● ACTIVITY
Write out again, exactly as they appear, the lines from the start of the data below through the line with "this form: (403,152)."; no pictures.

● SOURCE DATA
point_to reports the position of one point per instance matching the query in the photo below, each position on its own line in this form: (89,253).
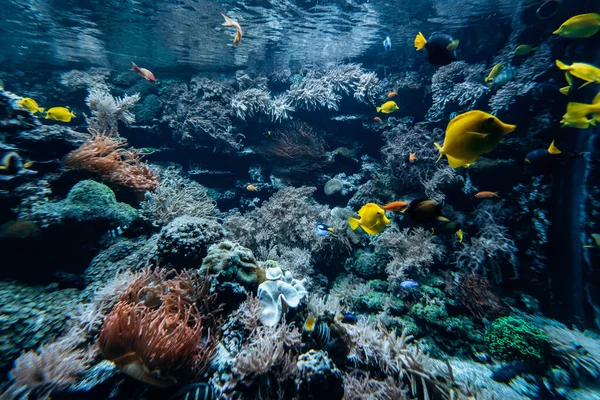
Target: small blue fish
(387,44)
(322,229)
(348,318)
(409,284)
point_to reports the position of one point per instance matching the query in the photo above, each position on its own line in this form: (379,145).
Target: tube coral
(163,330)
(106,155)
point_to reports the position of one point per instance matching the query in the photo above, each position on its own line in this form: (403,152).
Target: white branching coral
(107,110)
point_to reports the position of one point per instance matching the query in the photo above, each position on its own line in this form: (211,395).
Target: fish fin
(561,65)
(420,41)
(552,149)
(353,223)
(453,45)
(455,162)
(478,134)
(460,235)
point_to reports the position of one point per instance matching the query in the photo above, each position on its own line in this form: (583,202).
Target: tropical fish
(347,318)
(12,165)
(486,195)
(470,135)
(449,227)
(494,73)
(387,44)
(238,29)
(586,72)
(395,206)
(424,210)
(30,105)
(409,284)
(524,49)
(388,107)
(322,229)
(541,160)
(372,219)
(60,114)
(579,26)
(441,47)
(502,78)
(144,73)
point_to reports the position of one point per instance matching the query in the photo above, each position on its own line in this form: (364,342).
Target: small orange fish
(238,28)
(486,195)
(144,73)
(396,206)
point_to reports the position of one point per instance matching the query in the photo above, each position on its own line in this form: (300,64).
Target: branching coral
(105,153)
(108,110)
(176,196)
(412,252)
(163,330)
(458,85)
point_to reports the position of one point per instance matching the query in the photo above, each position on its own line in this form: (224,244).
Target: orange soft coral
(163,330)
(106,155)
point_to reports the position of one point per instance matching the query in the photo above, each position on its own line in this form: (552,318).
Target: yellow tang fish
(494,73)
(60,114)
(586,72)
(524,49)
(388,107)
(470,135)
(30,105)
(576,111)
(372,219)
(579,26)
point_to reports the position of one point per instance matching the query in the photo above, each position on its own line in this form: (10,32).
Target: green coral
(514,339)
(89,201)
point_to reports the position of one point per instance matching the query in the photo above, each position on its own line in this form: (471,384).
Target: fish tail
(436,144)
(561,65)
(420,41)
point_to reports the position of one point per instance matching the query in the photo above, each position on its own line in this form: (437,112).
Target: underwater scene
(300,199)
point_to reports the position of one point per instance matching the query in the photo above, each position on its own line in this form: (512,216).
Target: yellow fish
(388,107)
(372,219)
(494,73)
(586,72)
(579,26)
(524,49)
(576,111)
(60,114)
(567,89)
(470,135)
(30,105)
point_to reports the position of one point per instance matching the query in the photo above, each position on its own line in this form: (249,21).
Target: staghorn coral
(455,87)
(412,251)
(176,196)
(164,329)
(105,154)
(107,111)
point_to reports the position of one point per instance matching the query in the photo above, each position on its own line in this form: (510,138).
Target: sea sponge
(514,339)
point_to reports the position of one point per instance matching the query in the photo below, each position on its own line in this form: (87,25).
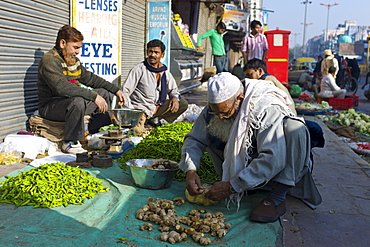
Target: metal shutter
(27,30)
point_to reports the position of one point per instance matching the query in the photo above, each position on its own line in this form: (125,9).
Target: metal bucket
(149,178)
(124,117)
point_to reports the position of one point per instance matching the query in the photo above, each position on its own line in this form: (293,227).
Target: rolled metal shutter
(133,34)
(27,30)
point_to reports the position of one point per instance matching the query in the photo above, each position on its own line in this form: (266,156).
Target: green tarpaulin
(111,215)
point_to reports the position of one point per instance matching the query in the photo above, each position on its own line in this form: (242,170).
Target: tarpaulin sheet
(111,215)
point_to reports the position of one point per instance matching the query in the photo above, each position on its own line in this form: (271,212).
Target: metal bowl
(124,117)
(150,178)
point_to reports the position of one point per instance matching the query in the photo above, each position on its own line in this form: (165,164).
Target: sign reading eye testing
(100,23)
(159,25)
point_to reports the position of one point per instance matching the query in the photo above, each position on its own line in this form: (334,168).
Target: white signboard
(100,22)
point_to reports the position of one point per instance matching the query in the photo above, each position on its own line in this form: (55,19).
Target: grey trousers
(72,111)
(295,174)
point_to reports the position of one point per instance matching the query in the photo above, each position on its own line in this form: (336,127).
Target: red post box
(277,59)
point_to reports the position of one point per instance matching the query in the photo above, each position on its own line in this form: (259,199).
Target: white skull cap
(222,87)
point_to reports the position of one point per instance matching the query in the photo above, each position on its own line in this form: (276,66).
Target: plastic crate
(341,104)
(355,99)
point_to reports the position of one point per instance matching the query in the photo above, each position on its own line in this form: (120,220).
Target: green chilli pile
(50,185)
(165,142)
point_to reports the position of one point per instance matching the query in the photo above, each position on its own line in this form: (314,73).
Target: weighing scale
(122,118)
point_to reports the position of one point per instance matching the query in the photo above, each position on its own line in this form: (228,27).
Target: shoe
(267,212)
(73,148)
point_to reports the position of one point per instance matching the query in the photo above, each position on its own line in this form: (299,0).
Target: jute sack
(51,130)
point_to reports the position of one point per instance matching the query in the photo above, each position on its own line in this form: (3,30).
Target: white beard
(220,128)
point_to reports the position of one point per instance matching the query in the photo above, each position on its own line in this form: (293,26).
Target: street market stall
(110,218)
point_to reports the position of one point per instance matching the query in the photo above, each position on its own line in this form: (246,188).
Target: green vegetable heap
(350,117)
(50,185)
(165,142)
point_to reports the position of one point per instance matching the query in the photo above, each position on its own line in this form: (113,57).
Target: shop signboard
(100,22)
(159,24)
(235,18)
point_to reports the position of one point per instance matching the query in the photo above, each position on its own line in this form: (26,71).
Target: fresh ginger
(178,228)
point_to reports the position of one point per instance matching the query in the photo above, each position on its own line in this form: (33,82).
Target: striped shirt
(254,45)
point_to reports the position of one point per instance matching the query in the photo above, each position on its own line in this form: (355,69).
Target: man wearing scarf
(151,88)
(62,92)
(254,140)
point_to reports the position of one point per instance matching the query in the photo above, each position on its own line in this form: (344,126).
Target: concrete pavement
(343,179)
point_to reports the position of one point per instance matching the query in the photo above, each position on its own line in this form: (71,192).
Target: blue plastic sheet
(111,215)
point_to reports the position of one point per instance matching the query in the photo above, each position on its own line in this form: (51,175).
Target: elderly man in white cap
(253,139)
(329,61)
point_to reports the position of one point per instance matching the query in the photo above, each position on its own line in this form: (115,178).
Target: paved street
(342,177)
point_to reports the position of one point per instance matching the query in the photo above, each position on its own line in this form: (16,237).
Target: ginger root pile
(198,225)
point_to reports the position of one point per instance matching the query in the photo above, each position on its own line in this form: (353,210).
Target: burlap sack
(53,131)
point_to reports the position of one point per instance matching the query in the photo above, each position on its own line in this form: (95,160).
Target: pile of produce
(198,224)
(306,97)
(201,198)
(312,106)
(350,117)
(9,158)
(165,142)
(50,185)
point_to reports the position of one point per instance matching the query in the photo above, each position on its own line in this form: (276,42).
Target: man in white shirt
(254,45)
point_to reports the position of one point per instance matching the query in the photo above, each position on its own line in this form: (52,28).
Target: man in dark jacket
(61,94)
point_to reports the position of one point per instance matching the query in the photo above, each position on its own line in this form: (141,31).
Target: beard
(220,128)
(70,59)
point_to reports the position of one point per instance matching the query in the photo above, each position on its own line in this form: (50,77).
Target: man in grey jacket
(253,139)
(151,88)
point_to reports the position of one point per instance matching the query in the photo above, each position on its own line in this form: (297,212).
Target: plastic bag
(9,154)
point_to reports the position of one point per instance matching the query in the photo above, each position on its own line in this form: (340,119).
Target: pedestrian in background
(329,88)
(254,45)
(218,46)
(329,61)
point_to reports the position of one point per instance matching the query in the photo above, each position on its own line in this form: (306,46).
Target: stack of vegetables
(50,185)
(165,142)
(312,106)
(350,117)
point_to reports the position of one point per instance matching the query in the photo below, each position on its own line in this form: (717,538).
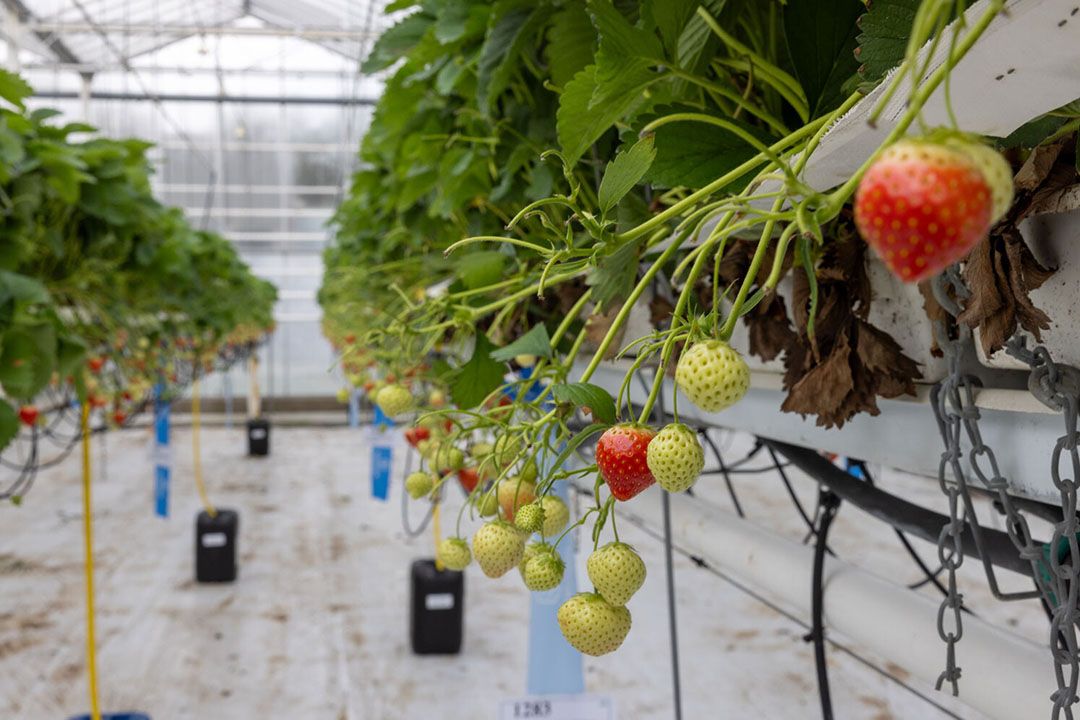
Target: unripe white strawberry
(543,570)
(593,625)
(617,571)
(394,401)
(529,518)
(675,458)
(498,547)
(417,485)
(454,554)
(712,375)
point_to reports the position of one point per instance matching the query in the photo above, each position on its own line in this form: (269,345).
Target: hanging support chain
(958,417)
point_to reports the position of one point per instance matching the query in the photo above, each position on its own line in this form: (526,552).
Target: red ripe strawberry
(469,478)
(621,456)
(28,415)
(922,205)
(414,435)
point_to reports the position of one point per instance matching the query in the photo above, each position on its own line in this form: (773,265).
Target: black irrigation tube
(901,514)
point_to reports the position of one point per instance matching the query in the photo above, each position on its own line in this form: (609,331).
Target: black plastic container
(437,609)
(258,437)
(216,546)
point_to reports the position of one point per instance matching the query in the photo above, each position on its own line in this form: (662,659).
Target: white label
(439,601)
(558,707)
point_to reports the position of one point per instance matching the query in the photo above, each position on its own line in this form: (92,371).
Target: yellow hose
(197,460)
(88,537)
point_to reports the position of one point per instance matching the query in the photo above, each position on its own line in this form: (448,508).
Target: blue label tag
(161,462)
(381,460)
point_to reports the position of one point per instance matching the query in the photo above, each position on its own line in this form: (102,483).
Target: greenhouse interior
(574,360)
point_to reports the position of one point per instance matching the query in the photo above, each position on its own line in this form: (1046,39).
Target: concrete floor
(316,625)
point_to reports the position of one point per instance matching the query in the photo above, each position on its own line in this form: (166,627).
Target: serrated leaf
(514,25)
(14,89)
(477,378)
(586,395)
(589,108)
(571,42)
(9,423)
(613,276)
(624,172)
(396,42)
(882,39)
(696,154)
(821,41)
(535,342)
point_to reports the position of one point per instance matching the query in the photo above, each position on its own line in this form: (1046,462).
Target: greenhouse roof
(92,34)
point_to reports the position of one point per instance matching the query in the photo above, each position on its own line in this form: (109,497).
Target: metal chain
(957,415)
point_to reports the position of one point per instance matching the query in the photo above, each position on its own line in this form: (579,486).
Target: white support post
(13,31)
(1004,676)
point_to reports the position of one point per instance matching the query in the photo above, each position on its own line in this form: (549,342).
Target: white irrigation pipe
(1004,676)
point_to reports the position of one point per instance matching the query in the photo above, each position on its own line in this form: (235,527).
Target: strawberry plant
(538,173)
(105,293)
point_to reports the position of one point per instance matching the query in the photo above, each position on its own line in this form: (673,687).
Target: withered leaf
(823,390)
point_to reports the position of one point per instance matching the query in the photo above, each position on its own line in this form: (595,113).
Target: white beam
(186,30)
(1004,676)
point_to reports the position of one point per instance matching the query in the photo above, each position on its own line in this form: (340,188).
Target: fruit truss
(593,160)
(105,294)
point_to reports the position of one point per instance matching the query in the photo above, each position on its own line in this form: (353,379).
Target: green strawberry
(617,571)
(556,515)
(712,375)
(394,401)
(513,494)
(454,554)
(498,547)
(675,458)
(529,518)
(593,625)
(487,504)
(528,471)
(417,485)
(543,570)
(507,448)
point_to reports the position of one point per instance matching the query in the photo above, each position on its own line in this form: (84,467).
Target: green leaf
(9,423)
(882,40)
(27,360)
(571,42)
(624,172)
(396,42)
(480,269)
(613,276)
(21,288)
(821,41)
(586,395)
(694,154)
(477,378)
(576,442)
(672,18)
(515,24)
(70,352)
(581,121)
(535,342)
(14,89)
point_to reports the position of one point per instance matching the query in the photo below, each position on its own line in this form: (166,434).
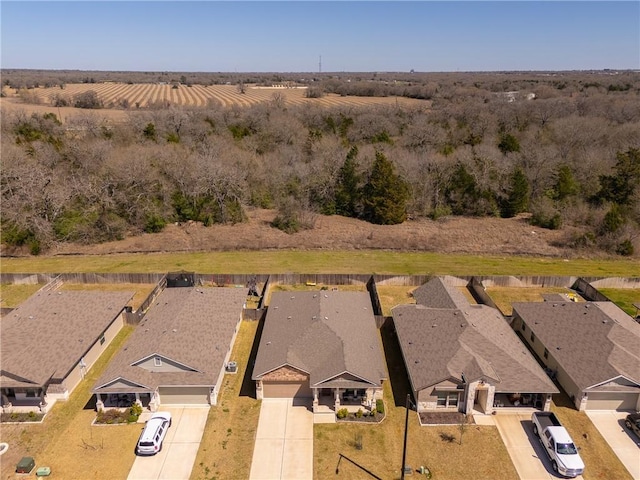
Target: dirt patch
(491,236)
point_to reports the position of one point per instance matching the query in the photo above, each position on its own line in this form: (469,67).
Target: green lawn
(319,261)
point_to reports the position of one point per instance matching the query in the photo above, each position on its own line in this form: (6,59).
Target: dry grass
(142,289)
(392,295)
(67,442)
(481,455)
(505,296)
(12,295)
(599,459)
(226,449)
(624,298)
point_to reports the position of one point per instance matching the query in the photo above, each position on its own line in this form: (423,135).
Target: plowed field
(143,94)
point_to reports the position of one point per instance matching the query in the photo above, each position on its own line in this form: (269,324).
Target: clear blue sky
(269,36)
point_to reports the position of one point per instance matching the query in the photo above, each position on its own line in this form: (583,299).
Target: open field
(67,442)
(143,95)
(323,261)
(505,296)
(624,298)
(13,295)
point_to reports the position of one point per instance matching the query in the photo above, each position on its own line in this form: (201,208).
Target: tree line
(567,158)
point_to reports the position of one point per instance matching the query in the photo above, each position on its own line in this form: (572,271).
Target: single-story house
(51,341)
(591,348)
(178,353)
(320,345)
(463,357)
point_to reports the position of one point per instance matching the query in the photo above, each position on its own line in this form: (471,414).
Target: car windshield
(566,449)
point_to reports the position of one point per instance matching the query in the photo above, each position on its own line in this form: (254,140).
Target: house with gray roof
(320,345)
(50,342)
(463,357)
(178,353)
(592,348)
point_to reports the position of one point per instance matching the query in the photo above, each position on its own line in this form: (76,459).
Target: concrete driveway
(525,450)
(284,441)
(624,444)
(179,448)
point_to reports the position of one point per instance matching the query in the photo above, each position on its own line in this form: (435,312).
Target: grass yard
(12,295)
(226,449)
(142,289)
(600,462)
(505,296)
(392,295)
(481,455)
(67,442)
(321,261)
(624,298)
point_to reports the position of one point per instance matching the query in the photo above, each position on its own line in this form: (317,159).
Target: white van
(153,433)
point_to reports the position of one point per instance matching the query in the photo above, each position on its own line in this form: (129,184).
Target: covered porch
(353,399)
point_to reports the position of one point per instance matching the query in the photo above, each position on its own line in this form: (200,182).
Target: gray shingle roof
(439,344)
(48,334)
(323,333)
(592,341)
(440,293)
(191,326)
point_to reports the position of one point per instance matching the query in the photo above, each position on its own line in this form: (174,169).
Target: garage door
(612,401)
(184,395)
(286,389)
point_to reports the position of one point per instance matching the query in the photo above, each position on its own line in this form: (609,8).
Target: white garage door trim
(612,400)
(184,395)
(283,389)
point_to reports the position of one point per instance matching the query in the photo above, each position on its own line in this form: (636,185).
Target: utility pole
(406,429)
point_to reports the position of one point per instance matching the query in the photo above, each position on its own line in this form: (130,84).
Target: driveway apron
(624,444)
(179,448)
(284,442)
(525,450)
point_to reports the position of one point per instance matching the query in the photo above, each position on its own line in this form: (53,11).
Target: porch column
(99,402)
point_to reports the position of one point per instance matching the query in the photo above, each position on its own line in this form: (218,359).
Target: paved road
(179,448)
(528,456)
(284,442)
(623,443)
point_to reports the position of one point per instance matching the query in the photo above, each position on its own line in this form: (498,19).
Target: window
(447,399)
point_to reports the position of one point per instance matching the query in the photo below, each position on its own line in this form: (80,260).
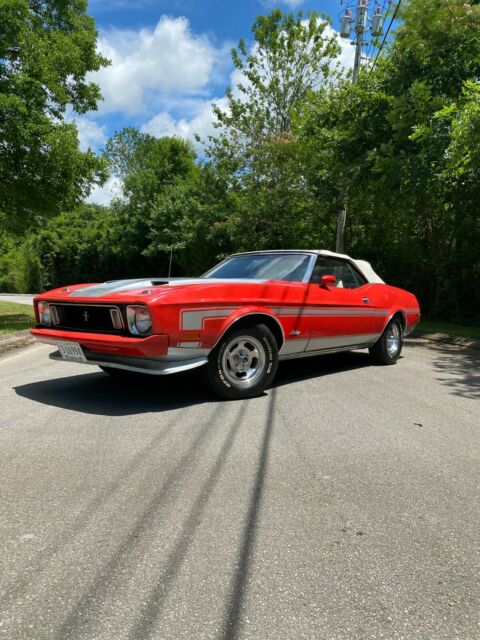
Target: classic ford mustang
(236,321)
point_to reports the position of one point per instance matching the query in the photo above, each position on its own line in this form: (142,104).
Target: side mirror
(328,281)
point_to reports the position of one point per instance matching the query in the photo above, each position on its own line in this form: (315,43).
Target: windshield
(273,266)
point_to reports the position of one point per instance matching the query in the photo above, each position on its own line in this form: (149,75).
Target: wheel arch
(251,319)
(400,314)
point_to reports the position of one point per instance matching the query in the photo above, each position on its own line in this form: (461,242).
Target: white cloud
(169,59)
(200,111)
(292,4)
(90,134)
(347,53)
(201,122)
(104,195)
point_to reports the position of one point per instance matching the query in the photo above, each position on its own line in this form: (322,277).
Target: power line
(385,36)
(385,10)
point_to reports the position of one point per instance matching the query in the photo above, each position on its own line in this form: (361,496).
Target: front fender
(245,312)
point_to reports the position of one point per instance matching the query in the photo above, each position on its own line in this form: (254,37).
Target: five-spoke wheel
(244,362)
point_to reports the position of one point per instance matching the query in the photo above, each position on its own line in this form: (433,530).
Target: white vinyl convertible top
(363,266)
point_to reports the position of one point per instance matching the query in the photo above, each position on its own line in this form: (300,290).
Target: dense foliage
(296,137)
(46,49)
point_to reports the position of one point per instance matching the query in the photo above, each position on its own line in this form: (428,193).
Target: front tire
(243,364)
(388,348)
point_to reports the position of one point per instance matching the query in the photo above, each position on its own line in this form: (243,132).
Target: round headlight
(139,321)
(44,313)
(142,320)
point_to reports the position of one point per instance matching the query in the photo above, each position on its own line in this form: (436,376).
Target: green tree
(255,152)
(47,47)
(407,134)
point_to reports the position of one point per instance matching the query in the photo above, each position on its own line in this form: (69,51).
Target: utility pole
(360,26)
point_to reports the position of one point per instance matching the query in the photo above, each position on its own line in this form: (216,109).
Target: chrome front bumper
(152,366)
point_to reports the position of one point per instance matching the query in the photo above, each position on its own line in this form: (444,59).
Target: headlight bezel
(44,313)
(139,319)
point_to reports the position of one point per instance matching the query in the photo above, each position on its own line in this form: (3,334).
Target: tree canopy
(47,47)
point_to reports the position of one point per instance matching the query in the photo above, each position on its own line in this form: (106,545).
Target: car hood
(150,285)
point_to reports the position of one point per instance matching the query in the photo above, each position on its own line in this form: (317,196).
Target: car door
(341,315)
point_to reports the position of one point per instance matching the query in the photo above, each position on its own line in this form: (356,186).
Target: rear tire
(243,364)
(388,348)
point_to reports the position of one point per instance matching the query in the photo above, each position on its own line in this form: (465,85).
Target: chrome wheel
(243,361)
(393,339)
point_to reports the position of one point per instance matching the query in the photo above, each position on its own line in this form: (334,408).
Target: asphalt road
(342,504)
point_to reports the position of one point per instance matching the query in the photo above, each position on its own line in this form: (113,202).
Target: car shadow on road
(98,394)
(456,367)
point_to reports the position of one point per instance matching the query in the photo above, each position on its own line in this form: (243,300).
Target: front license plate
(71,351)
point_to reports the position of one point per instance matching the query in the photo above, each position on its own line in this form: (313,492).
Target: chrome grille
(88,317)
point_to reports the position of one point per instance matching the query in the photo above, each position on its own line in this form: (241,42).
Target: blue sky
(170,61)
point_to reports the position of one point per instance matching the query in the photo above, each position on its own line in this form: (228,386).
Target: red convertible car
(236,321)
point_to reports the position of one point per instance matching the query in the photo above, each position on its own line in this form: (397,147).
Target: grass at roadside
(15,317)
(460,330)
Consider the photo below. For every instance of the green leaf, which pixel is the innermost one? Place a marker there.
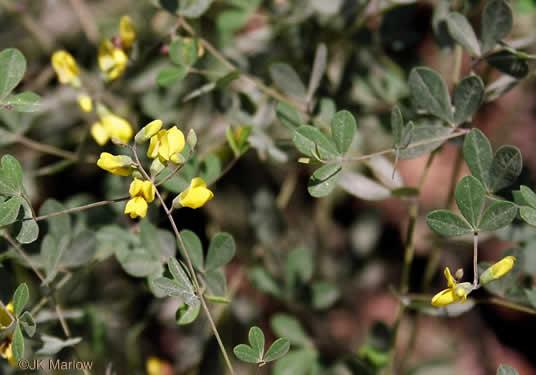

● RESULT OF THE TASK
point_to reports the position of one point per instance matching the query in the photo below, each position on its own line in this form: (89,253).
Target: small blue fish
(387,44)
(322,229)
(348,318)
(409,284)
point_to reports the position of one point per instance matching the query in the photo above, each position on its own line in this form: (379,145).
Target: tube coral
(163,330)
(106,155)
point_to reports the position of one point per instance matching the query in the photo above, each position on its own line in this form: (403,152).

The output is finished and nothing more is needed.